(A block of data)
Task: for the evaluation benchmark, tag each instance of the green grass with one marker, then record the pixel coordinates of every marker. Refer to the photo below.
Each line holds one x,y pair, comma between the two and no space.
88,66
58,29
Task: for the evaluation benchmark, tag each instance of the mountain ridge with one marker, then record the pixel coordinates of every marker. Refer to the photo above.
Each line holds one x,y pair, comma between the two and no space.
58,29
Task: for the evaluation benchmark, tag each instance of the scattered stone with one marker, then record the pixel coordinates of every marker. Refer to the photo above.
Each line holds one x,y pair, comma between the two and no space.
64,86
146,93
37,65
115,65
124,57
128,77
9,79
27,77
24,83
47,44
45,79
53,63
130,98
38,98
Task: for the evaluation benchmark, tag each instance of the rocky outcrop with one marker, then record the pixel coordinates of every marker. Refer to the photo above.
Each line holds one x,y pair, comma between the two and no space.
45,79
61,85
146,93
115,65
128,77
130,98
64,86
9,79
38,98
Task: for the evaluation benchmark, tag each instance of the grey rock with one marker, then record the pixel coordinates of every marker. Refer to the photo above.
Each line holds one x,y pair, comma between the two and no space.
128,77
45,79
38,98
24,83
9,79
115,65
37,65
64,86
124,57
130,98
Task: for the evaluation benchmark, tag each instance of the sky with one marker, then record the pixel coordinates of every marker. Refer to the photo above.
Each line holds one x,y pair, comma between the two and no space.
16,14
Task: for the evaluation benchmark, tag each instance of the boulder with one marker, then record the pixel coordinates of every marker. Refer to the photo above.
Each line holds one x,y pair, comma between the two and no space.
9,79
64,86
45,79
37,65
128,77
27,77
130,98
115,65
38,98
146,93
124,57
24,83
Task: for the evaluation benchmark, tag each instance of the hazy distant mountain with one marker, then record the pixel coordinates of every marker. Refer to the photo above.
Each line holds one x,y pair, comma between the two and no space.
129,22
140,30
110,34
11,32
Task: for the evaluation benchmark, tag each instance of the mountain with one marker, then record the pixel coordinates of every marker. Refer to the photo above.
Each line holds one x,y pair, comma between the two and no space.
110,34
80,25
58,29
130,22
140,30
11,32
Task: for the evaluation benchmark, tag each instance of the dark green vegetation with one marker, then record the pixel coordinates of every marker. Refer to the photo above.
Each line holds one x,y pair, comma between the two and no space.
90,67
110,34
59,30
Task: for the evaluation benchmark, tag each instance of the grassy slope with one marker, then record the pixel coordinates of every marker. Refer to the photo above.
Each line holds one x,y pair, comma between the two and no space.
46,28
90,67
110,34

To be done:
Copy out the material from the line holding "of the dark" through the end of the material, inclusive, with the task lines kept as they are. Multiply each x and y coordinate in the answers by 1.1 and round to whole numbers, with halves going up.

Response for this exercise:
Task: for the evaluation benchmark, tag each instance of the dark green vegetation with one marker, then record the pixel coordinates of every marker. Refer to the photo above.
Each line holds one x,y pair, comma between the two and no space.
99,74
121,37
65,33
Task: for the evaluation benchmark, tag each instance of the grassy slope with one marker, then record the pixel coordinates of every marker. Refer to the photo above.
Each line holds one x,y pair, comma between the two and no space.
51,31
99,74
121,37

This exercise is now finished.